# start of RECORDED INFORMATION

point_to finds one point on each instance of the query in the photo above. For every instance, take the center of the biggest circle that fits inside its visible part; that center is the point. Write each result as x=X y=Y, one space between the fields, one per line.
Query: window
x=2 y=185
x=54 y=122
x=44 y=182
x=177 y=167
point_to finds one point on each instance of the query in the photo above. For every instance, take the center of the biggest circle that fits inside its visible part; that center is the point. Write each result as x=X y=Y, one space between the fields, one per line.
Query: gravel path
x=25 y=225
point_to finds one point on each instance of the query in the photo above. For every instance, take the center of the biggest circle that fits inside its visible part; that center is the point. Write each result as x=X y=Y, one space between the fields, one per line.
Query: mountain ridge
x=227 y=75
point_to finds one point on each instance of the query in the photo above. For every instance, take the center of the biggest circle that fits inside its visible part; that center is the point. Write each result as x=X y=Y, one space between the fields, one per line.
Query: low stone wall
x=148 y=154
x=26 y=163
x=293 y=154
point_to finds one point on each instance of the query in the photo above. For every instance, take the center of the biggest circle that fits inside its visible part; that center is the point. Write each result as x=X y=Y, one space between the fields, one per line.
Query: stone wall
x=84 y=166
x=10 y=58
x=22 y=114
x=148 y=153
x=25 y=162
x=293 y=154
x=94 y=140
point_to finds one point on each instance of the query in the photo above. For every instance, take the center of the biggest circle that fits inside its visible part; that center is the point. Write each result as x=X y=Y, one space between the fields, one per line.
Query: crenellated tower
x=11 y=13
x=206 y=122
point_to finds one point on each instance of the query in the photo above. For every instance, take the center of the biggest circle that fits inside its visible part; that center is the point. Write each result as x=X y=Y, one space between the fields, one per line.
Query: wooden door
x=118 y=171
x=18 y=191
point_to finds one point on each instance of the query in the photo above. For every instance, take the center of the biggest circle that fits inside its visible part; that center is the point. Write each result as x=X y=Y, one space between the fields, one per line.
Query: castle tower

# end of RECORDED INFORMATION

THE TASK:
Count the lines in the material above that contain the string "wall" and report only that number.

ANSWER TO THE EXERCISE:
2